• **WHAT THE EXERCISE ASKS**
Given the material below, output exactly the lines from the line with "Query: boulder" to the line with "The service SHOULD place a point on the dry", both ends included, and no other lines.

• **DATA FOR REVIEW**
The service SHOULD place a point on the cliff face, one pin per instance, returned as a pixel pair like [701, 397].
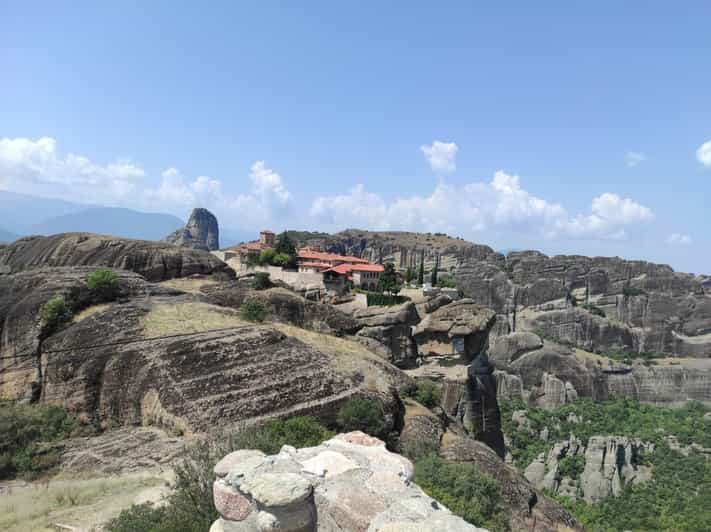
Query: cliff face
[201, 232]
[633, 306]
[153, 260]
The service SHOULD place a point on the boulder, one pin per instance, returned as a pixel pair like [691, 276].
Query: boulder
[350, 482]
[459, 329]
[528, 507]
[505, 349]
[201, 232]
[153, 260]
[388, 331]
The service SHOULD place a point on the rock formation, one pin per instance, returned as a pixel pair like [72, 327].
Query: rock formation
[201, 232]
[610, 463]
[154, 261]
[350, 482]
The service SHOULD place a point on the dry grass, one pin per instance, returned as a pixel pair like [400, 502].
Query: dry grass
[84, 504]
[165, 319]
[350, 357]
[187, 284]
[84, 314]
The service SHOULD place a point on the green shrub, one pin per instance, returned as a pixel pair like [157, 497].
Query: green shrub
[23, 431]
[425, 392]
[261, 281]
[190, 506]
[592, 309]
[54, 314]
[362, 414]
[104, 285]
[629, 291]
[388, 300]
[464, 489]
[254, 309]
[140, 517]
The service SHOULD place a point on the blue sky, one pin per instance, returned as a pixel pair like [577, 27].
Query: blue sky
[570, 127]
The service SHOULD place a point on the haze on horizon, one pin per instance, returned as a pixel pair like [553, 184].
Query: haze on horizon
[566, 128]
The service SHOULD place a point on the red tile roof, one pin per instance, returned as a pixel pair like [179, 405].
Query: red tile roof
[330, 256]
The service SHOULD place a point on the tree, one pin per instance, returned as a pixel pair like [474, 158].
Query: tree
[409, 275]
[388, 279]
[285, 245]
[433, 278]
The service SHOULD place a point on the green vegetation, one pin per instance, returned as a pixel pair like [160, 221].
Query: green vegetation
[388, 280]
[254, 309]
[104, 285]
[387, 300]
[629, 291]
[362, 414]
[678, 497]
[618, 417]
[592, 309]
[447, 282]
[571, 466]
[464, 489]
[23, 431]
[55, 313]
[425, 392]
[261, 281]
[271, 257]
[409, 275]
[190, 507]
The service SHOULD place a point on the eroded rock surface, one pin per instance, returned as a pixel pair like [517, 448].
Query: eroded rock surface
[153, 260]
[348, 483]
[201, 232]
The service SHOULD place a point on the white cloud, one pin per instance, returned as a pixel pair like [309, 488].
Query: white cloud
[679, 239]
[31, 166]
[441, 156]
[703, 154]
[634, 158]
[501, 204]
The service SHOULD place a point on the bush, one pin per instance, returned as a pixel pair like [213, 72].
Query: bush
[425, 392]
[23, 430]
[54, 314]
[261, 281]
[387, 300]
[592, 309]
[254, 310]
[362, 414]
[464, 489]
[104, 285]
[190, 506]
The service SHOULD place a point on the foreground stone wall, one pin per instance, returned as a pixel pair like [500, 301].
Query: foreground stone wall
[348, 483]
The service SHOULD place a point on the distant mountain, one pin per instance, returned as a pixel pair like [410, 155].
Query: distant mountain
[19, 212]
[111, 221]
[7, 236]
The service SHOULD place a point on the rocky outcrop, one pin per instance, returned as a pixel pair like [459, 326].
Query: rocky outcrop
[528, 508]
[388, 332]
[22, 296]
[173, 361]
[459, 329]
[201, 232]
[610, 462]
[350, 482]
[507, 348]
[154, 261]
[285, 305]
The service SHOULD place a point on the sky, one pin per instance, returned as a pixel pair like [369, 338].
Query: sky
[564, 126]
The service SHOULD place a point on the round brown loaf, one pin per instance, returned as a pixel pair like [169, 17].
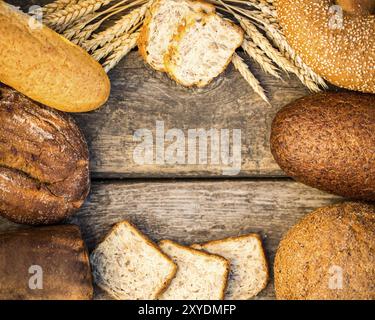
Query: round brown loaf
[44, 173]
[329, 254]
[345, 56]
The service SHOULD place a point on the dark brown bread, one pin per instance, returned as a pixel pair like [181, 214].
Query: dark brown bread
[329, 254]
[60, 253]
[327, 141]
[44, 175]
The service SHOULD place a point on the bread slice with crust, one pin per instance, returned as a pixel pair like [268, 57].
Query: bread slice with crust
[200, 275]
[128, 266]
[160, 25]
[201, 49]
[249, 270]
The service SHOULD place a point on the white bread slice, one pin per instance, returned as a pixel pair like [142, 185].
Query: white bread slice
[160, 25]
[200, 276]
[128, 266]
[249, 270]
[202, 49]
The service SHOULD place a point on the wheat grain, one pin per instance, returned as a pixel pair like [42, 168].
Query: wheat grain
[243, 69]
[259, 57]
[127, 44]
[70, 14]
[121, 26]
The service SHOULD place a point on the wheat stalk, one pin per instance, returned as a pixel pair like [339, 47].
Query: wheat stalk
[61, 19]
[258, 56]
[121, 26]
[243, 69]
[128, 42]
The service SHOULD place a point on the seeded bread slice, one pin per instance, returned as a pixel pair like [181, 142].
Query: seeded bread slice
[128, 266]
[202, 49]
[200, 276]
[249, 270]
[160, 25]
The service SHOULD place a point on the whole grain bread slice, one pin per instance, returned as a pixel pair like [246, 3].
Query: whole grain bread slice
[160, 25]
[201, 49]
[200, 275]
[249, 269]
[128, 266]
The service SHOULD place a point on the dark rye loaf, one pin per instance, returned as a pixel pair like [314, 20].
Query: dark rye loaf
[60, 253]
[44, 162]
[327, 141]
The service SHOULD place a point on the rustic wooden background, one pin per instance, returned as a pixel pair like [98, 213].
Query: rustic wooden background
[189, 203]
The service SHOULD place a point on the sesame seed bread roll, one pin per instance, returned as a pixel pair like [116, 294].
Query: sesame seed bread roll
[46, 67]
[337, 44]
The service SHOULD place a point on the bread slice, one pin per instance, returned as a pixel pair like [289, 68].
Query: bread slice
[200, 276]
[161, 23]
[129, 266]
[202, 49]
[249, 270]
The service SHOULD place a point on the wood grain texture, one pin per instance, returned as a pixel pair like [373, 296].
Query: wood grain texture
[198, 211]
[141, 96]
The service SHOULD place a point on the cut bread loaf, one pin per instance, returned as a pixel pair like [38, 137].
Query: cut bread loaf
[160, 25]
[201, 49]
[129, 266]
[249, 270]
[200, 276]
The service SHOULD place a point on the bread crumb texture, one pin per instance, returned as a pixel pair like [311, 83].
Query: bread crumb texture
[128, 266]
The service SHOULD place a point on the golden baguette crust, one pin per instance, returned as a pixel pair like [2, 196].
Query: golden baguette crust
[48, 68]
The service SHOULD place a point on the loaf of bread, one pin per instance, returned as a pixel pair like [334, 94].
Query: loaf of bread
[44, 162]
[248, 264]
[329, 254]
[46, 67]
[327, 141]
[200, 276]
[128, 266]
[202, 49]
[45, 263]
[162, 23]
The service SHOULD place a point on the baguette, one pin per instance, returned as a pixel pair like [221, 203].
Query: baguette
[202, 49]
[49, 263]
[48, 68]
[160, 25]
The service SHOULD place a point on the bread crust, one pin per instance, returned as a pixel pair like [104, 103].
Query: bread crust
[145, 31]
[62, 256]
[342, 54]
[334, 244]
[149, 242]
[173, 50]
[48, 68]
[44, 162]
[327, 141]
[239, 238]
[205, 254]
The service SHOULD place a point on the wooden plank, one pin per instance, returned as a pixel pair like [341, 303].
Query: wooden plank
[190, 212]
[141, 96]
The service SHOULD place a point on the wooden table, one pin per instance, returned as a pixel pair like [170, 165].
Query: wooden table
[189, 203]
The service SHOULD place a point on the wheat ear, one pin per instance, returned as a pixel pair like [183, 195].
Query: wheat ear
[128, 42]
[243, 69]
[121, 26]
[70, 14]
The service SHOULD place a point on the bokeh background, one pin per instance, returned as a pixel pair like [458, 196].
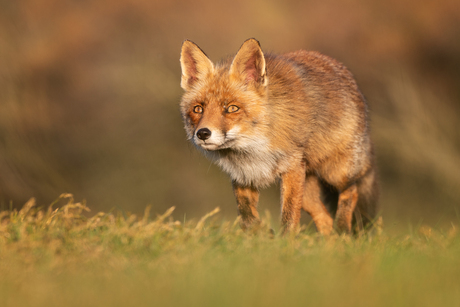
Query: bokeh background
[89, 97]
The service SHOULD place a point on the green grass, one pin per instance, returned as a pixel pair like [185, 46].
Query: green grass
[60, 257]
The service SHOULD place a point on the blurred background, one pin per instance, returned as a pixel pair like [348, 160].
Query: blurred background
[89, 98]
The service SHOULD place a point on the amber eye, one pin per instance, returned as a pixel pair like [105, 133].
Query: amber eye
[198, 109]
[232, 109]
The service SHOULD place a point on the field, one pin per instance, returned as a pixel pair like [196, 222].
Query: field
[72, 257]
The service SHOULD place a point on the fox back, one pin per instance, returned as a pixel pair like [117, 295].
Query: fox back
[298, 116]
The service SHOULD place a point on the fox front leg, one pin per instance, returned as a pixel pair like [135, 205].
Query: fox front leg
[292, 194]
[247, 198]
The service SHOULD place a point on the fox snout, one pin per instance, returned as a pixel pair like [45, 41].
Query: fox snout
[203, 134]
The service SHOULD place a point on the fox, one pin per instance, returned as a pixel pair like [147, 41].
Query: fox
[296, 118]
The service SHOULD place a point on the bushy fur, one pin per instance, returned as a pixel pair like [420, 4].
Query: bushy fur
[298, 116]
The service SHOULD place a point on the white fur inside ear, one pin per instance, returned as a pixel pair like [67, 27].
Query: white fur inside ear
[195, 65]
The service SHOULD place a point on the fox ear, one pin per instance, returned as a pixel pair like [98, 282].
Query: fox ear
[194, 63]
[249, 63]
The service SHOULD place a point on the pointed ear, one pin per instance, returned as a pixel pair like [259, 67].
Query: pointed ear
[249, 64]
[194, 63]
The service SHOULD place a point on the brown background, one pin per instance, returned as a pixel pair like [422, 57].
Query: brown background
[89, 94]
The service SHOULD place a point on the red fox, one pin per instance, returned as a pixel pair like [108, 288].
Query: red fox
[298, 117]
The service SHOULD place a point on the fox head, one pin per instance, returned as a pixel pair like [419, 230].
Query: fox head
[224, 105]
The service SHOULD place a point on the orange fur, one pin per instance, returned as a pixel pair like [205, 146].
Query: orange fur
[298, 117]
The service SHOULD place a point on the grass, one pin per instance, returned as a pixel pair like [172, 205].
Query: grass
[61, 257]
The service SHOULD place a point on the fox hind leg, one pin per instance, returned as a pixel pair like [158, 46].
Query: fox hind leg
[313, 204]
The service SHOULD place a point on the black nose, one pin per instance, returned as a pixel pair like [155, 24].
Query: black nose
[203, 134]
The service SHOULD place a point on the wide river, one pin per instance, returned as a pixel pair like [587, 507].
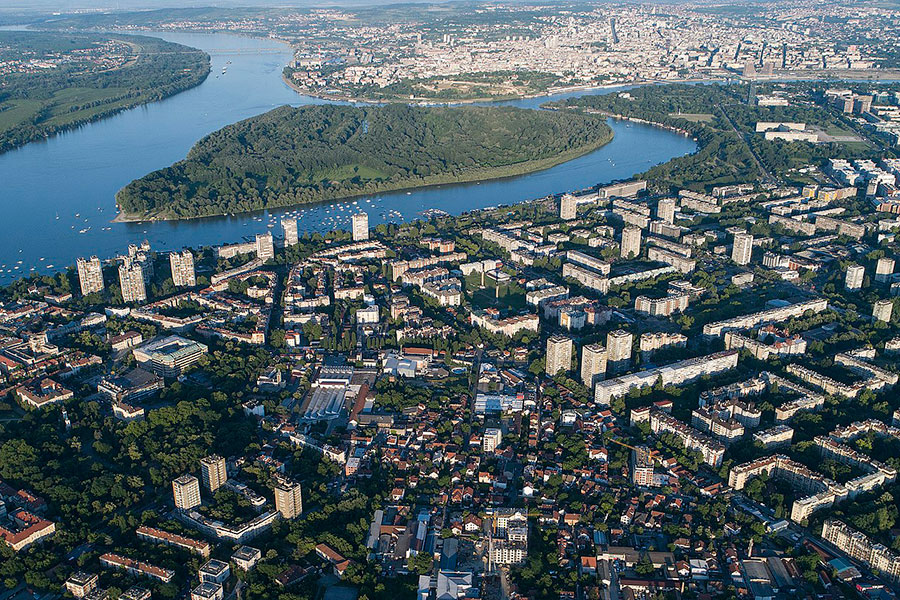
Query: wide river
[57, 197]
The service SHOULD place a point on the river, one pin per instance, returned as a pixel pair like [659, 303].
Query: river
[58, 196]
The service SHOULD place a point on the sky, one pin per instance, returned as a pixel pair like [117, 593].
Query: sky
[70, 5]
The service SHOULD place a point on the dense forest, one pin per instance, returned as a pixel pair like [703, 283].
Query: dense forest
[297, 155]
[79, 87]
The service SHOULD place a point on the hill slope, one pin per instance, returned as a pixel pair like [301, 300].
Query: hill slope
[298, 155]
[85, 77]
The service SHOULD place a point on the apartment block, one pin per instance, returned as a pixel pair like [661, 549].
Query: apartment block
[90, 275]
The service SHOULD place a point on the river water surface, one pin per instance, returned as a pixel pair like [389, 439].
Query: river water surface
[57, 196]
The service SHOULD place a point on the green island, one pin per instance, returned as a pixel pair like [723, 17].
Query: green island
[464, 87]
[292, 156]
[51, 82]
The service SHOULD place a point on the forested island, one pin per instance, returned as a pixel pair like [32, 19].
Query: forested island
[50, 82]
[292, 156]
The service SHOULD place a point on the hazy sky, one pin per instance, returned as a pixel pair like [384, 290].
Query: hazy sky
[70, 5]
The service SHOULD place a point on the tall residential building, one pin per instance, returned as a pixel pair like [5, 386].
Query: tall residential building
[743, 248]
[289, 226]
[141, 255]
[288, 499]
[631, 242]
[884, 269]
[883, 309]
[665, 210]
[593, 364]
[182, 264]
[618, 350]
[360, 227]
[568, 207]
[641, 466]
[212, 472]
[265, 246]
[559, 354]
[90, 275]
[186, 490]
[854, 279]
[131, 280]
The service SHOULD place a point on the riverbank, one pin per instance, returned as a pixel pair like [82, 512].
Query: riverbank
[549, 92]
[62, 105]
[59, 194]
[493, 174]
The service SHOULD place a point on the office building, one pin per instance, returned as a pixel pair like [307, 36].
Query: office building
[593, 364]
[265, 246]
[288, 499]
[212, 472]
[568, 207]
[90, 275]
[360, 227]
[169, 356]
[631, 242]
[182, 264]
[743, 248]
[665, 210]
[854, 279]
[289, 226]
[618, 350]
[131, 280]
[883, 309]
[559, 355]
[186, 490]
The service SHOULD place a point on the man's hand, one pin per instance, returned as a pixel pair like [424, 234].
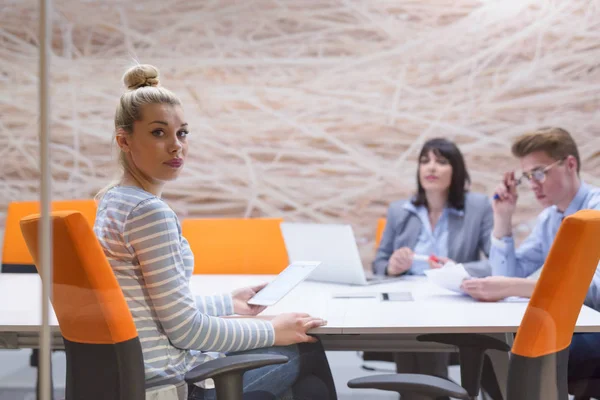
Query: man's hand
[504, 205]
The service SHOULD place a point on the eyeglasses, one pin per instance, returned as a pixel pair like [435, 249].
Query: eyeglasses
[538, 175]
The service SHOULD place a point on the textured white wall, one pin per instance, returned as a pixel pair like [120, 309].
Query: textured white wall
[311, 110]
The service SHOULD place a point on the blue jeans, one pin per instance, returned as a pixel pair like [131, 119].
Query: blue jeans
[306, 376]
[584, 356]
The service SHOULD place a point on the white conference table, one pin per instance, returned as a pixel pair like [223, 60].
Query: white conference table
[432, 309]
[367, 324]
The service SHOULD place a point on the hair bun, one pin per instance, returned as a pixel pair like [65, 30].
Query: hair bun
[141, 75]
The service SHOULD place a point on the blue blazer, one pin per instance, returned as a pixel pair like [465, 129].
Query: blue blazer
[469, 235]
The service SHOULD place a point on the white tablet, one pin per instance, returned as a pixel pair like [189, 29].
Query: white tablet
[284, 282]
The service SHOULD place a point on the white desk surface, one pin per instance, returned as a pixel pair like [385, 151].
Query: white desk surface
[432, 310]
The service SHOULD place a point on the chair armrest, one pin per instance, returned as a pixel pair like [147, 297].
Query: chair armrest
[231, 364]
[460, 340]
[407, 384]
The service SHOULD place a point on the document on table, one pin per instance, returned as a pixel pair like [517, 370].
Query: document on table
[450, 276]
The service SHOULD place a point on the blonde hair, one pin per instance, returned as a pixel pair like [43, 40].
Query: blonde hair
[556, 142]
[142, 83]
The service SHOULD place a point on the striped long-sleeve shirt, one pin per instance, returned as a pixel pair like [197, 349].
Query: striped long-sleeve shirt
[153, 263]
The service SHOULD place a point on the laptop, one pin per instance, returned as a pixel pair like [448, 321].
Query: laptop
[332, 244]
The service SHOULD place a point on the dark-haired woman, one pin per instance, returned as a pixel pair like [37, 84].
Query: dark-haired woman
[444, 220]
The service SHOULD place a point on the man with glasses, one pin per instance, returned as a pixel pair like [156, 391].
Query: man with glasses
[550, 162]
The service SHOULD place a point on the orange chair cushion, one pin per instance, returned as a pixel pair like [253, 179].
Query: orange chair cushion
[88, 302]
[14, 249]
[236, 246]
[379, 233]
[550, 318]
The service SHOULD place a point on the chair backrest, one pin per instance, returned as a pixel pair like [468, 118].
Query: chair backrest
[103, 350]
[379, 232]
[15, 257]
[540, 350]
[236, 246]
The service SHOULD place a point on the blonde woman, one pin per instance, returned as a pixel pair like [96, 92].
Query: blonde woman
[141, 236]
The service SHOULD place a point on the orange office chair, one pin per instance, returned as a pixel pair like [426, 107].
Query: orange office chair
[104, 355]
[379, 233]
[15, 257]
[236, 246]
[539, 355]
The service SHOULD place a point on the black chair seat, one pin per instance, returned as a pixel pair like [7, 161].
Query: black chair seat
[411, 384]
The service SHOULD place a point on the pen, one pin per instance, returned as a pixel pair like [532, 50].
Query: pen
[421, 257]
[517, 183]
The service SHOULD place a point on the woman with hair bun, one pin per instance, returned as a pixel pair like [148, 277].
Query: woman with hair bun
[153, 263]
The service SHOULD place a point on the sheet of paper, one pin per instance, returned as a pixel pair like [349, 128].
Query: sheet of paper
[450, 276]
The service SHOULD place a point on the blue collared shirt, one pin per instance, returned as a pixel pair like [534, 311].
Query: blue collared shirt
[430, 241]
[532, 253]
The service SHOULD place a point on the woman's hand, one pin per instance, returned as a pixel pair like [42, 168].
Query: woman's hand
[241, 297]
[438, 262]
[400, 261]
[292, 328]
[495, 288]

• **ANSWER SPACE**
Query: boulder
[350, 482]
[459, 329]
[528, 507]
[505, 349]
[201, 232]
[153, 260]
[388, 331]
The service SHOULD place a point on the rock formation, one pin per instance, returned as a pixel pair like [72, 327].
Query: rock formation
[201, 232]
[610, 463]
[154, 261]
[350, 482]
The service SHOULD place a point on the dry grass, one pin per instance, returned as a pixel pair like [400, 502].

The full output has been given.